_Provided text_:
You are currently viewing Tracking ancestry and social inequality using American surnames

Tracking ancestry and social inequality using American surnames

Our big project was finally published:

Genetic variation plays a significant role in shaping socioeconomic status. Conventional census racial categories (Black, White, Asian, Hispanic) obscure substantial variation among ancestry groups. Surnames reflect ancestral lineage and genetic heritage, enabling finer measurement. The authors combined 23andMe genetic ancestry data on surnames with surnames yielded from government financial records, criminal databases, Wikipedia entries, and physician licensure records. They found that genetic ancestry strongly predicted surname-level outcomes across all metrics, with substantial differences in social standing among ethnic groups. Ashkenazi Jews and Indians ranked highest; British/Irish and Iberian ranked lowest among Europeans; highly selected immigrant groups such as Arabs and Iranians scored above Europeans.

Ancestry-related social gaps are much researched in the USA. Most of the research focuses on the relatively crude racial categories of Black, White, Hispanic, Asian. But there is also some research on the more fine-grained differences. The origin of the study was that some people posted 23andme’s surname page on X. You can look up almost any surname found in the American population there to see statistics about it, including ancestry results from 23andme customers. For instance, looking up “Brown”, we can see that the mean ancestry for this group of customers is:

It’s about half Anglo, 20% French/German (for those who changed the spelling from the German equivalent, Braun), and a bit of Nigerian (in African Americans). A hefty 24% is “Other”, which is not very helpful. What is helpful is that 23andme does provide the full breakdown in the source code, so we can see that this 24% Other is actually Scandinavian 3.4%, Ashkenazi 2.7%, Chinese 0.3% etc. We scraped this data for all their names (~11k). Other data for surnames is kinda hard to come by so we had to resort to more scraping. Specifically:

  • Mugshots from 39 American states
  • Salary and occupations from 31 states and the federal government (public salary and job lists)
  • Wikipedia mentions (intellectuals)
  • Physicians’ licenses in 43 states

Combining these millions of records, it is possible to estimate a fairly decent general social status, or S factor, for each surname based on these correlations:

Using the ancestry proportions as predictors, one can thus estimate the hypothetical ‘pure blood’ effects on these metrics:

The rankings should not be too surprising for those familiar with American social or income statistics. Indians and East Asians are the least criminal, Jews and Indians the highest in occupational status. African American-related African ancestry is at the bottom of each metric, and various kinds of Europeans and other Asians in the middle. Results for the combined metric (S):

Interesting is that American Arabs do quite well, unlike in their home countries. This is the same kind of positive selection seen as for the Indians. We can see this in the American data in that a majority of Arab Americans are Christians, but most Arabs at home are Muslims. Christian Arabs are an elite group, thus revealing the selection.

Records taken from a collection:
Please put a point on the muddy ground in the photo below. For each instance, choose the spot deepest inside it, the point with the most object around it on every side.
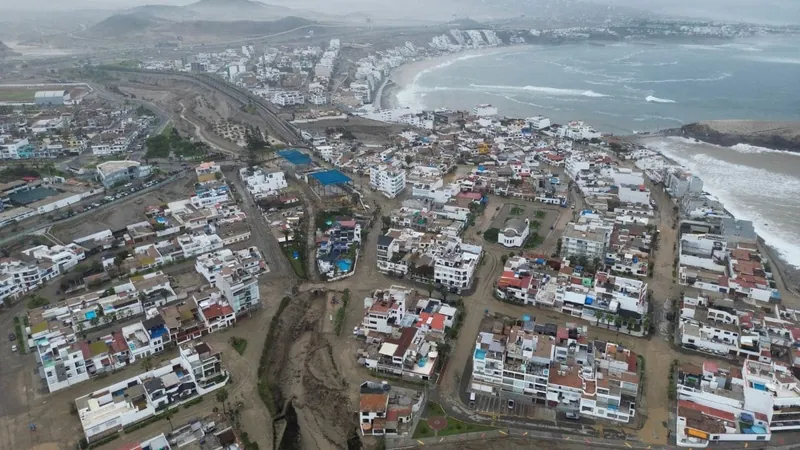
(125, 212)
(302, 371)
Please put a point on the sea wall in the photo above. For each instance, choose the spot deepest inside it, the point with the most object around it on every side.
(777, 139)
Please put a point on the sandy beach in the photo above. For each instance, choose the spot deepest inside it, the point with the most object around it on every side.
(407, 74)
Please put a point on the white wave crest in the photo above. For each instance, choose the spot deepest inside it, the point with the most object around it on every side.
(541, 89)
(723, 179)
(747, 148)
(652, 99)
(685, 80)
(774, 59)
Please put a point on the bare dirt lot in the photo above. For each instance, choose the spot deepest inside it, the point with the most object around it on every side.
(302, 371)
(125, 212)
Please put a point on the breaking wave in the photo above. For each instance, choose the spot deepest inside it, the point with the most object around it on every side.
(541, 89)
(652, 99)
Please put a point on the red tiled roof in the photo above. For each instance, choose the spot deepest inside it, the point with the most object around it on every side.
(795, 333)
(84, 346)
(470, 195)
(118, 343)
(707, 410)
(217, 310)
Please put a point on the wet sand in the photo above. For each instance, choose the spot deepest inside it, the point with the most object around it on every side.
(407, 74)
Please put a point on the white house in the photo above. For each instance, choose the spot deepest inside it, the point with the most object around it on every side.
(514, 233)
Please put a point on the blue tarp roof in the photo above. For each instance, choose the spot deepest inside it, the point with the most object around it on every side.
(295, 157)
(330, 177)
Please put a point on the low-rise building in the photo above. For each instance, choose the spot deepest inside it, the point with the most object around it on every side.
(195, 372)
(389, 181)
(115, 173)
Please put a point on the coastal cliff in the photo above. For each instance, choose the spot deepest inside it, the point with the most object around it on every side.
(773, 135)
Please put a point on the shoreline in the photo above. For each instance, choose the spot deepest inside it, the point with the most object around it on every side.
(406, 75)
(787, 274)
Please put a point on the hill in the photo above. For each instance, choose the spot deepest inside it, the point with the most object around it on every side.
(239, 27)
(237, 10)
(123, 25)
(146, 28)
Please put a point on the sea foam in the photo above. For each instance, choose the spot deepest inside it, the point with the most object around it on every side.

_Exercise instructions_:
(a) Retype the part of the post on American surnames that begins with the words containing "The rankings should" and ends with "revealing the selection.", keeping every word and mark unchanged.
(b) Extend the post on surnames, ancestry and social status, picking up right after its last sentence.

_Results for each task_:
(a)
The rankings should not be too surprising for those familiar with American social or income statistics. Indians and East Asians are the least criminal, Jews and Indians the highest in occupational status. African American-related African ancestry is at the bottom of each metric, and various kinds of Europeans and other Asians in the middle. Results for the combined metric (S):

Interesting is that American Arabs do quite well, unlike in their home countries. This is the same kind of positive selection seen as for the Indians. We can see this in the American data in that a majority of Arab Americans are Christians, but most Arabs at home are Muslims. Christian Arabs are an elite group, thus revealing the selection.

(b)
The various points show results from different models. Most sensible for this kind of data is multiple linear regression, which basically just extrapolates the data for each ancestry to 100% even if this is not observed in the data (blue dots). Simpler is the singular linear regression, one at a time regression as we know it from GWASs. This ignores how ancestries are combined in individuals, e.g., maybe Sudanese ancestry is mostly found in people who also have British ancestry for various colonial history reasons, which would pull both of them in the same direction. There was also widespread evidence of nonlinearity. This kind of thing is not generally expected on genetic grounds but can reflect peculiar assortative mating or self-selection issues. This is most markedly seen for African American related African ancestry (Nigerian, Ghanaian, Angolan etc.), which shows quite divergent results for the linear vs. nonlinear models. What it really means is that the names with very high African ancestry are not performing as poorly as one would expect from the extrapolation from names with small amounts of such variation, e.g. from 0 to 10%. In this case, it probably is because of recent “Black African” elites coming over, whose distinctive surnames allow for easy tracking and who do not perform as poorly as the resident African Americans. We tried to avoid the worst problems with this extrapolation (e.g. the most Sudanese surname was only 18% Sudanese) by combining small ancestries into sensible genetic clusters. The decisions made here can be questioned, and more details are given in the study.

Overall, we can say that surnames’ relative social standing is very predictable:

Thus, there is quite a lot of information in a surname. These predictions work well for names, but of course at the individual level (if you meet someone called Brown), the predictions are not going to be fantastic. Still, the odds are good that someone called Rubinstein (Jewish) is going to outperform someone called Mohamed (Somali).